# Document text

______

Ma Ra Sul Bi's nephew gets married, giclee on rag paper, 24" x 16," 2010

Three veterans of Burma's 8888 uprising, giclee on rag paper, 24" x 16," 2010

Kay's son tends chickens, Giclee on rag paper, 24" x 16," 2010

Sisters Yarey and Adey outside Adey's apartment, giclee on rag paper, 24" x 16," 2010 |
Here, There, and Elsewhere: Refugee Families in Milwaukee – John Ruebartsch and Sally Kuzma
Friday, July 23 through Saturday, August 28th.
Opening Reception: Summer Gallery Night, July 23, 5–9 pm
Sunday, July 25th, 2 pm – panel discussion
with Milwaukee historian John Gurda and UWM Hmong Studies professor Chia Vang.
Milwaukee has a long history as a city shaped by immigrants; waves of diverse Europeans fleeing poverty and oppression once made it the most “foreign” city in America, notes historian John Gurda. In the last 30 years, it has become home to people fleeing violence in places like Southeast Asia and Africa. Here, There, and Elsewhere looks at the experiences of these newer arrivals as they rebuild their lives and communities and become part of 21st century Milwaukee.
Those who share their stories here include: a Hmong woman who farms 22 acres in Oak Creek; two Somali Bantu sisters, both single mothers juggling work and family; a Lao pastor and his congregation; a former shopkeeper from Sudan; a man who left Viet Nam to join his brothers in the US; a Muslim family from Burma embedded in a rich social network; a Burundian native making a home here after 35 years in a refugee camp; Somali girls preparing to go to Africa for the summer. Events from their wider communities are also pictured – a Ramadan service; a commemoration of a political uprising; a new community association in the making; a baptism in a church that embraces people of the African diaspora past and present.
The arrival of newcomers often raises questions for others - Where do they come from? Why are they here? How do they live? How does their presence here change this place? To open up these questions and see our common humanity amidst cultural differences is the challenge of this work.

______

# Material provided
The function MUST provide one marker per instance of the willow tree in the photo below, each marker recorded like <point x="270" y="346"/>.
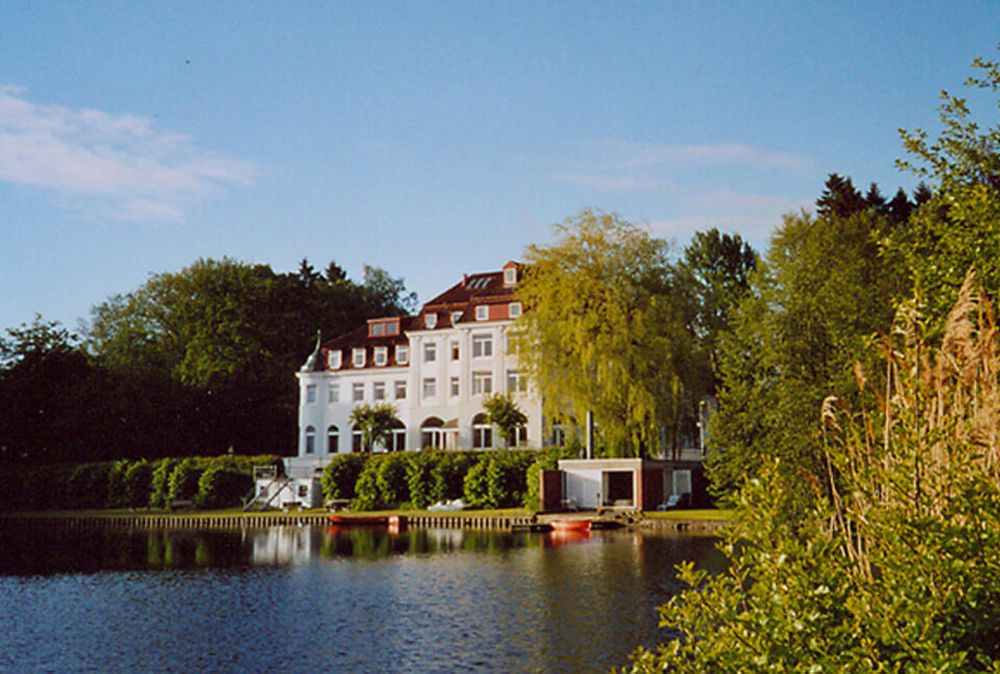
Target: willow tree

______

# Short task
Change "single mothers" to "young mothers" in the exhibition description and give the passage that starts at "Those who share" and ends at "past and present.".

# Solution for this problem
Those who share their stories here include: a Hmong woman who farms 22 acres in Oak Creek; two Somali Bantu sisters, both young mothers juggling work and family; a Lao pastor and his congregation; a former shopkeeper from Sudan; a man who left Viet Nam to join his brothers in the US; a Muslim family from Burma embedded in a rich social network; a Burundian native making a home here after 35 years in a refugee camp; Somali girls preparing to go to Africa for the summer. Events from their wider communities are also pictured – a Ramadan service; a commemoration of a political uprising; a new community association in the making; a baptism in a church that embraces people of the African diaspora past and present.